Opdrachten:
a) Welke functie heeft Luc Carpentier volgens het tekstfragment over de bouw van de IPM?
b) Kloppen deze uitspraken met het tekstfragment over de bouw van de IPM? Beantwoord elke uitspraak met ja of nee en citeer de beslissende woorden uit de tekst letterlijk.
(i) De silo's van de doseer- en menginstallatie worden pas geplaatst nadat het dak erop ligt.
(ii) In de menginstallatie wordt van de bestanddelen mortel gemaakt.
(iii) De kantoorruimte is al waterdicht gemaakt.
c) Geef uit het tekstfragment over de bouw van de IPM letterlijk het stuk terug dat begint met "Eerst de silo’s, dan" en doorloopt tot en met "kist of caisson.".

Tekstfragment:
>>

Er heerst heel wat bedrijvigheid op de bouwwerf van de Installatie voor de productie van monolieten (IPM). Nu de ruwbouw bijna klaar is, zijn de technieken en het industriële meubilair in het gebouw aan de beurt. Zo’n tien verschil-lende aannemers bereiden onder andere de installatie van de elektriciteit, de ventilatie en de rolbruggen voor.
De ruwbouw van de IPM is zo goed als klaar. Alleen de kantoorruimte en een van de hallen moeten nog waterdicht gemaakt worden. Zodra die laatste werken achter de rug zijn, worden de technieken geïn-stalleerd. De aannemers voor de elektriciteit en de ventilatie (HVAC) zijn daarvoor al gestart met de nodige voorbereidingen, zoals het voorzien van luchttoevoerkanalen. Ook aan de rails voor de cementeringslijnen en voor de rolbruggen wordt al gewerkt.
Eerst de silo’s, dan het dak
Er is een uitzondering: de doseer- en menginstallatie. In de doseerinstallatie zal de juiste hoeveelheid zand, cement en toeslagstoffen worden afgemeten. Van die bestanddelen wordt mortel gemaakt in de menginstallatie. In de volgende stap zal die mortel gebruikt worden om het radioactieve afval in te sluiten en vast te zetten in een betonnen kist of caisson.
“De silo’s van de doseer- en menginstallatie worden nu al opgebouwd en gemonteerd, dus vóór het dak erover komt”, legt werfleider Luc Carpentier van NIRAS uit. “Door hun grote volume is het eenvoudiger om ze eerst te installeren en pas daarna het gebouw errond dicht te maken."
Rails plaatsen
Ook op andere plaatsen in de IPM wordt er druk gewerkt. “Een aannemer is de rails voor de cementeringslijnen aan het plaatsen. Over die lijnen zullen de caissons via een trolley getransporteerd worden tussen de verschillende zones in de IPM. Hetzelfde gebeurt met de rails voor de rolbruggen. Die laatste zullen de afvalvaten en de monolieten verplaatsen. De fabricatie van de trolleys en van de rolbruggen zelf is opgestart in een atelier."

<<

Aangeleverde gegevens:
>>

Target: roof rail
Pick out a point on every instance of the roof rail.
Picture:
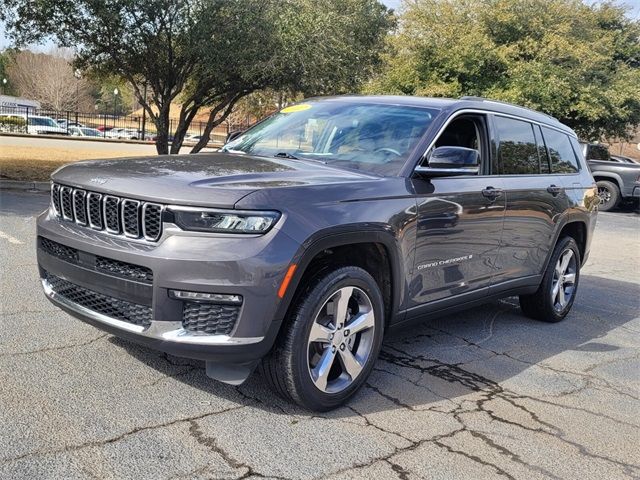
(483, 99)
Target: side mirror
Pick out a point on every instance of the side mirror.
(451, 161)
(233, 135)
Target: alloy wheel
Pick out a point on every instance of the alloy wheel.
(340, 339)
(564, 280)
(604, 194)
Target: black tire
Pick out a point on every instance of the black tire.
(286, 367)
(541, 304)
(609, 195)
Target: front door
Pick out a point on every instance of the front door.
(459, 224)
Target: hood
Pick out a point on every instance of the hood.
(209, 180)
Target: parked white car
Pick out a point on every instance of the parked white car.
(64, 124)
(84, 132)
(39, 125)
(123, 133)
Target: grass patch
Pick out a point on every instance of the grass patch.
(37, 163)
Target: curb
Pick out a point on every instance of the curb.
(28, 186)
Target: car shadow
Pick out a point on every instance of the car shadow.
(444, 358)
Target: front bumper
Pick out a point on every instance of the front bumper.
(250, 266)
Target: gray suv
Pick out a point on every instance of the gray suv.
(299, 244)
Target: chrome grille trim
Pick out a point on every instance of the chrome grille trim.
(145, 230)
(80, 211)
(108, 210)
(123, 217)
(99, 224)
(55, 198)
(126, 220)
(66, 203)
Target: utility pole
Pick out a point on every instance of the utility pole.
(115, 105)
(144, 113)
(78, 74)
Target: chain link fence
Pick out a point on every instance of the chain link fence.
(99, 125)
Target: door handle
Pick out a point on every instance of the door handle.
(492, 193)
(554, 190)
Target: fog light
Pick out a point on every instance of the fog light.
(205, 297)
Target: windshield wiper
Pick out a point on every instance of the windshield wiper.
(286, 155)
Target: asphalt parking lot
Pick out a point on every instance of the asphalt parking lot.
(486, 393)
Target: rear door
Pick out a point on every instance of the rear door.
(535, 197)
(459, 223)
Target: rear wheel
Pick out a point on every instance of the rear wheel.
(331, 341)
(556, 294)
(609, 194)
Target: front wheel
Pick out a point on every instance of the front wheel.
(609, 194)
(557, 292)
(331, 342)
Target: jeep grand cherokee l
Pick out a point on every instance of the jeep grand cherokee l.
(305, 238)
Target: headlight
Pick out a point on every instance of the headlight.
(224, 221)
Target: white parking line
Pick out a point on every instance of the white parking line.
(9, 238)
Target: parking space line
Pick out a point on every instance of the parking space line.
(9, 238)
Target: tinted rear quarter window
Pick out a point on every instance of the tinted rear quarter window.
(563, 158)
(597, 152)
(517, 148)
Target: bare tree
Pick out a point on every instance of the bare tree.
(48, 78)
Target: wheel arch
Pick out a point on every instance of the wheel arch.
(356, 236)
(608, 176)
(575, 227)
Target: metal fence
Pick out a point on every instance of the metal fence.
(98, 125)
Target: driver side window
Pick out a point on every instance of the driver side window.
(465, 131)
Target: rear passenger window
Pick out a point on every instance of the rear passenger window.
(517, 149)
(563, 158)
(545, 168)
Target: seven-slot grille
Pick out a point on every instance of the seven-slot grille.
(115, 215)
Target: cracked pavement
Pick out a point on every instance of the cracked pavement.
(485, 393)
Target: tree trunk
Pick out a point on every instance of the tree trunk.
(162, 125)
(213, 122)
(181, 130)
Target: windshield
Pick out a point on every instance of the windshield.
(43, 122)
(364, 136)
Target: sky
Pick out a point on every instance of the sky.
(634, 12)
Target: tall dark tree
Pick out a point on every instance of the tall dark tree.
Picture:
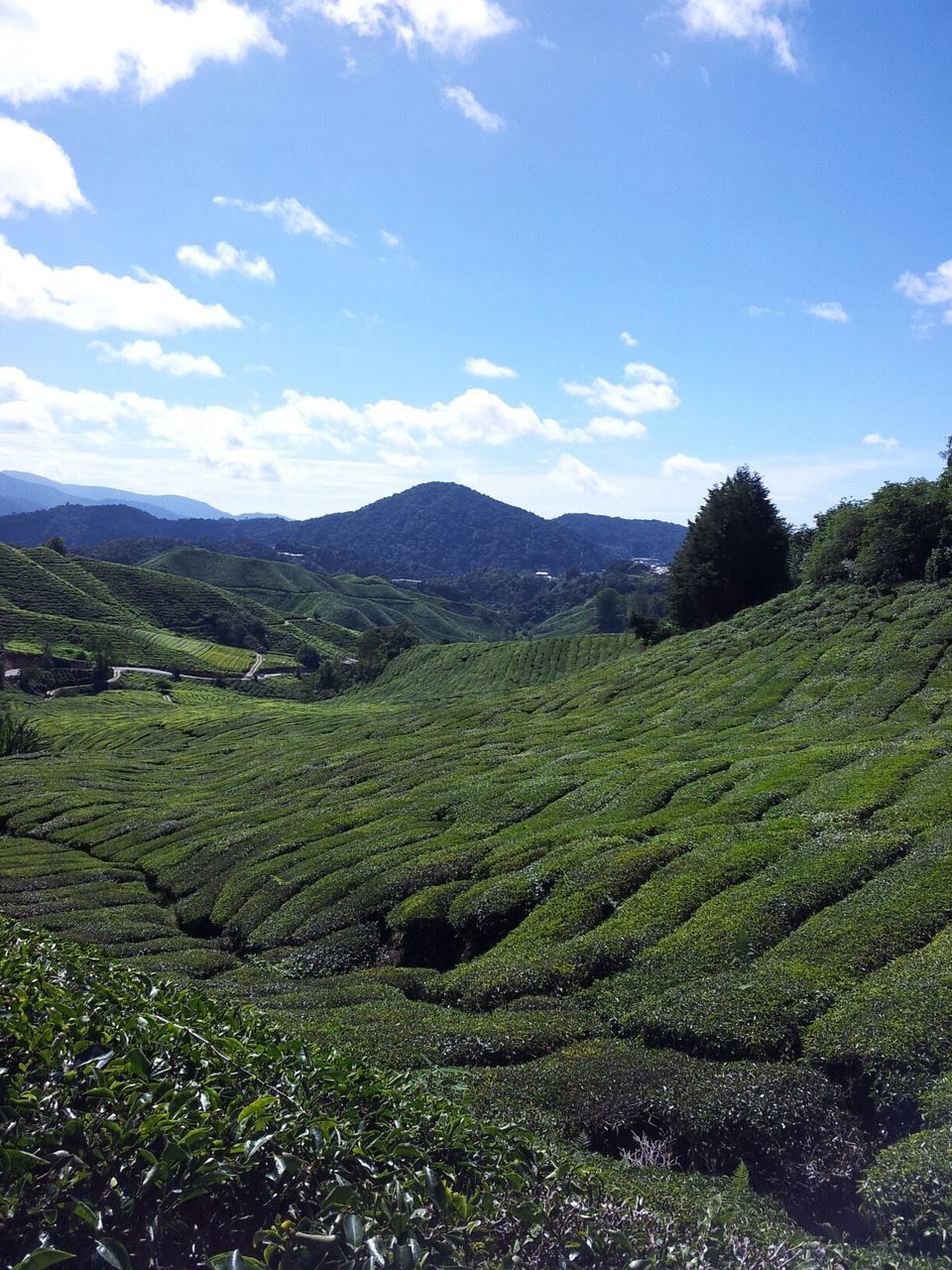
(610, 611)
(735, 554)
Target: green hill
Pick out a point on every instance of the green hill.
(357, 603)
(692, 901)
(144, 617)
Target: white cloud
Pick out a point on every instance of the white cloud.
(754, 21)
(467, 104)
(405, 462)
(684, 467)
(648, 390)
(876, 439)
(85, 299)
(150, 353)
(225, 259)
(35, 172)
(476, 416)
(829, 310)
(54, 48)
(486, 370)
(572, 474)
(291, 214)
(928, 290)
(445, 26)
(617, 430)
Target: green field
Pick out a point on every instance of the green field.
(357, 603)
(144, 617)
(697, 897)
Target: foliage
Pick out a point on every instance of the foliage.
(734, 556)
(18, 735)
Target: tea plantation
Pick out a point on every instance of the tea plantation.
(685, 912)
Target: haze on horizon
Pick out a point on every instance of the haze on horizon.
(295, 255)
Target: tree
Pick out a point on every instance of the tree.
(308, 657)
(610, 612)
(734, 556)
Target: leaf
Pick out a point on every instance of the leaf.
(44, 1257)
(353, 1229)
(113, 1254)
(234, 1261)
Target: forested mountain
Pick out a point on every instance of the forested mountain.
(624, 539)
(430, 530)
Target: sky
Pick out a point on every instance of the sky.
(295, 255)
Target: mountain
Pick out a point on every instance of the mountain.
(656, 540)
(36, 493)
(447, 529)
(357, 603)
(433, 530)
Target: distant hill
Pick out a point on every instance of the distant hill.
(143, 616)
(627, 540)
(348, 601)
(438, 530)
(32, 493)
(447, 529)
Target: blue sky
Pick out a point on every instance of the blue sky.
(296, 255)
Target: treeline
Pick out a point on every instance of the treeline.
(739, 552)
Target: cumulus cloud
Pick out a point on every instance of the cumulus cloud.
(607, 427)
(687, 467)
(485, 370)
(213, 436)
(150, 353)
(929, 289)
(394, 458)
(291, 214)
(225, 259)
(53, 48)
(35, 172)
(758, 22)
(467, 104)
(85, 299)
(445, 26)
(645, 389)
(572, 474)
(876, 439)
(476, 416)
(829, 310)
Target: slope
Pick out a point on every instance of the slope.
(625, 540)
(66, 601)
(699, 894)
(357, 603)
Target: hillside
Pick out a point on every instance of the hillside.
(699, 894)
(141, 616)
(429, 530)
(36, 493)
(627, 540)
(348, 601)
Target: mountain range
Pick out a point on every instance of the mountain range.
(428, 531)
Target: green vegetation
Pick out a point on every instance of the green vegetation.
(689, 906)
(734, 556)
(357, 603)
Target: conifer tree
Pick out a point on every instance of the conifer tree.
(735, 554)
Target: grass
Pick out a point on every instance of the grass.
(697, 894)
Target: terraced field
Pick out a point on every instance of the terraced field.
(348, 601)
(143, 616)
(698, 896)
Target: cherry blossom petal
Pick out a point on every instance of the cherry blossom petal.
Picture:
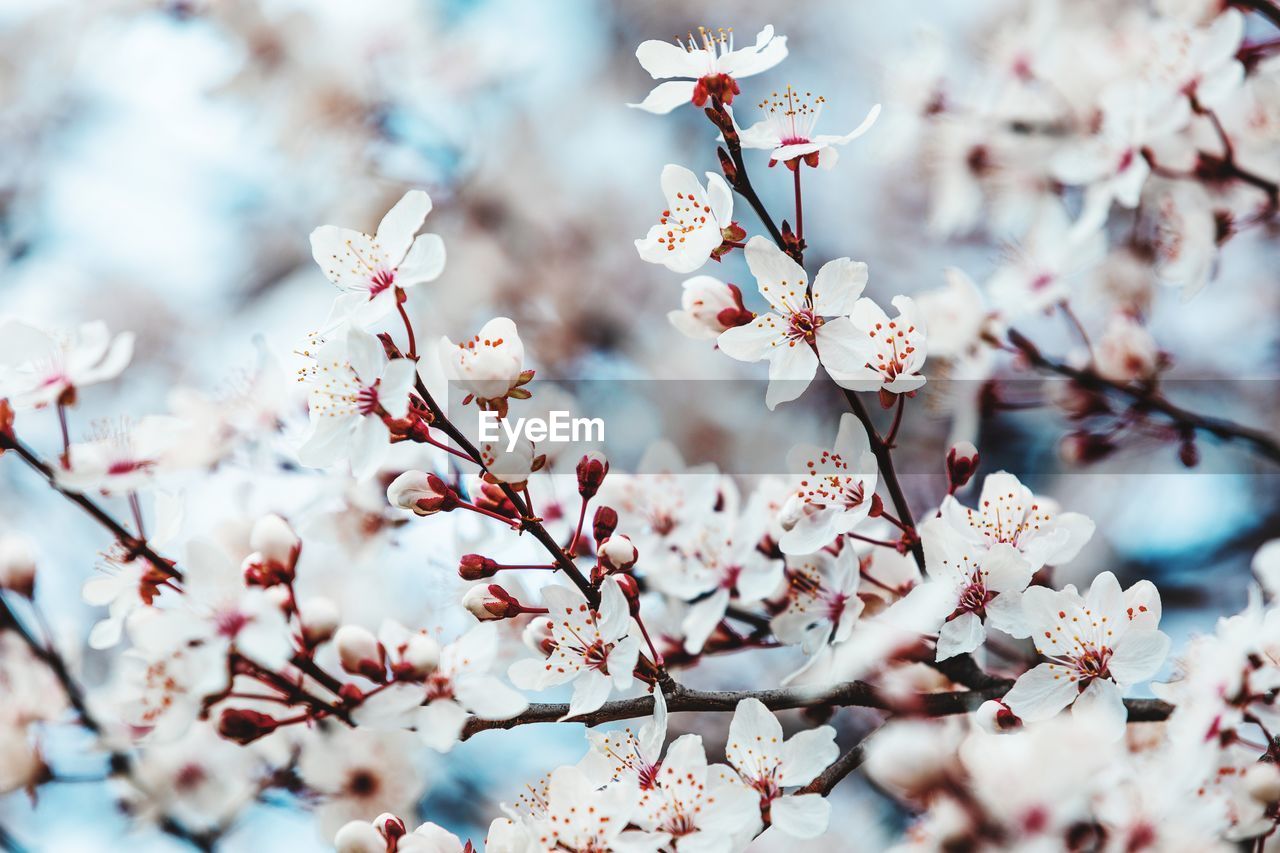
(424, 261)
(960, 635)
(666, 59)
(1138, 655)
(1101, 705)
(1041, 693)
(792, 366)
(667, 96)
(805, 755)
(397, 228)
(782, 282)
(837, 284)
(753, 341)
(804, 816)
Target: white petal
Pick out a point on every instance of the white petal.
(960, 635)
(1041, 693)
(1138, 656)
(396, 232)
(424, 263)
(807, 755)
(837, 284)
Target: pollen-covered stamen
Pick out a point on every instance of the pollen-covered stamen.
(973, 600)
(792, 115)
(803, 325)
(717, 42)
(689, 214)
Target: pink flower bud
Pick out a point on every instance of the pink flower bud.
(275, 541)
(592, 470)
(996, 717)
(604, 523)
(539, 637)
(489, 602)
(961, 464)
(423, 493)
(617, 552)
(421, 656)
(320, 619)
(360, 652)
(475, 566)
(391, 826)
(245, 726)
(17, 565)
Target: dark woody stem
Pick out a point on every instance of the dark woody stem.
(1147, 398)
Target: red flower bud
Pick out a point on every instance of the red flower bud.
(604, 523)
(475, 566)
(590, 473)
(961, 464)
(245, 726)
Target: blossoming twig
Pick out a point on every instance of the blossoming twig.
(1148, 398)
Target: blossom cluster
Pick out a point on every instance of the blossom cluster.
(252, 656)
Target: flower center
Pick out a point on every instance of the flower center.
(792, 115)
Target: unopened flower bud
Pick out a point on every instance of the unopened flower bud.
(17, 565)
(391, 826)
(961, 464)
(488, 602)
(1262, 781)
(475, 566)
(539, 637)
(360, 652)
(590, 473)
(275, 541)
(421, 655)
(359, 836)
(423, 493)
(996, 717)
(604, 523)
(320, 619)
(617, 552)
(245, 726)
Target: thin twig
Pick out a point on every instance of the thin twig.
(1147, 398)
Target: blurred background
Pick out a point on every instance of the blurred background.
(161, 165)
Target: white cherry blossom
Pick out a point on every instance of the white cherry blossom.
(693, 224)
(1096, 651)
(708, 306)
(882, 354)
(835, 489)
(41, 368)
(1010, 514)
(373, 269)
(594, 648)
(787, 129)
(969, 588)
(489, 365)
(769, 765)
(351, 387)
(707, 64)
(805, 324)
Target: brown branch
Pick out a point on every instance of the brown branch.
(836, 772)
(135, 546)
(1147, 398)
(883, 452)
(845, 694)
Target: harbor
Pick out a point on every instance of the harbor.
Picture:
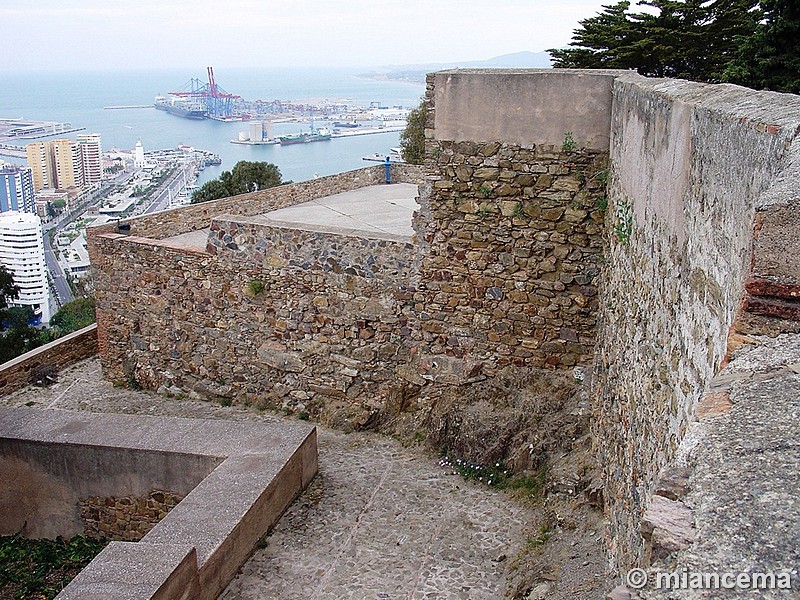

<<

Antwoorden per opdracht:
a) Hij is werfleider van NIRAS.

b)
(i) Nee: "De silo’s van de doseer- en menginstallatie worden nu al opgebouwd en gemonteerd, dus vóór het dak erover komt"
(ii) Ja: "Van die bestanddelen wordt mortel gemaakt in de menginstallatie."
(iii) Nee: "Alleen de kantoorruimte en een van de hallen moeten nog waterdicht gemaakt worden."

c)
Eerst de silo’s, dan het dak
Er is een uitzondering: de doseer- en menginstallatie. In de doseerinstallatie zal de juiste hoeveelheid zand, cement en toeslagstoffen worden afgemeten. Van die bestanddelen wordt mortel gemaakt in de menginstallatie. In de volgende stap zal die mortel gebruikt worden om het radioactieve afval in te sluiten en vast te zetten in een betonnen kist of caisson.